YOUR OBJECTIVE: Reproduce the entries verbatim, beginning at the line that contains "I would be grateful if you could tag the lamp" and continuing through the final line of the entries.

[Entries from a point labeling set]
■ ■ ■ ■ ■ ■ ■

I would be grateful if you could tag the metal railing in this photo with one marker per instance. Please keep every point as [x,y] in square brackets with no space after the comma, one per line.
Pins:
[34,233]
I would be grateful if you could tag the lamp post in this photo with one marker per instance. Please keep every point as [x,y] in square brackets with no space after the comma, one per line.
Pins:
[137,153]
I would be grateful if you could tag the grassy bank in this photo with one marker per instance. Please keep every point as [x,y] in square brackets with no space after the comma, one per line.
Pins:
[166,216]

■ ■ ■ ■ ■ ■ ■

FINAL RESULT:
I would be grateful if you could tag the lamp post in this photo with one marker per instance. Please keep every point as [x,y] in square brackets with no space after the comma, one per line.
Pins:
[137,153]
I would be grateful if you could tag the grassy bank in this photo with one marker per instance. Please keep every point as [x,y] in square brackets with no space after the comma, one per line.
Pins:
[166,216]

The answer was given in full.